── SUPPLIED TEXT
1) how do you differentiate this: Ae^uθ

2) how do you integrate this: 50(2 - 3e^-t/2)

I have made a few attempts but I'm not sure if I got it right, any help would be awesome
off to youtube to learn more calculus! =D

-
exponentials are tough

use the chain rule

d(e^(uX))/dX = d(e^(uX))/d(uX) * d(uX)/dX

now its easy

for my example the answer is

= e^(uX) * u = u*e^(uX)

so you can see take the deritave of the power and then put it in front of the same exponential value as you started with

so your question i will use X instead of theta

1) d(Ae^uX)/dX = d(uX)/dX * Ae^uX = A*u*e^(uX)

ok see what i did

the A is a constant so it can go outside the derivative and can be multiplied back in later

2)integral 50(2-3e^(-t/2)) dt

im assuming the dt since you said integrate

first the 50 is constant it can go outside

= 50 * int (2-3e^(-t/2)) dt
= 50 * (int 2 dt - int 3*e^(-t/2)) dt )
────
• [GOAL 1]:
Decide whether each statement below agrees with the calculus thread, and answer yes or no, quoting the words from the thread that settle it.
(a) The reply writes X in place of theta.
(b) The reply says the A has to stay inside the derivative.
(c) The reply advises using the product rule.
• [GOAL 2]: Please duplicate the calculus thread word for word, everything from "ok see what" down to "3*e^(-t/2)) dt )".
── SUPPLIED MATERIAL
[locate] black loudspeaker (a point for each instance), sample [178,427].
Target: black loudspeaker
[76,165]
────
• [FINISHED ANSWER 1]:
(a) Yes: "so your question i will use X instead of theta"
(b) No: "the A is a constant so it can go outside the derivative and can be multiplied back in later"
(c) No: "use the chain rule"

• [FINISHED ANSWER 2]:
ok see what i did

the A is a constant so it can go outside the derivative and can be multiplied back in later

2)integral 50(2-3e^(-t/2)) dt

im assuming the dt since you said integrate

first the 50 is constant it can go outside

= 50 * int (2-3e^(-t/2)) dt
= 50 * (int 2 dt - int 3*e^(-t/2)) dt )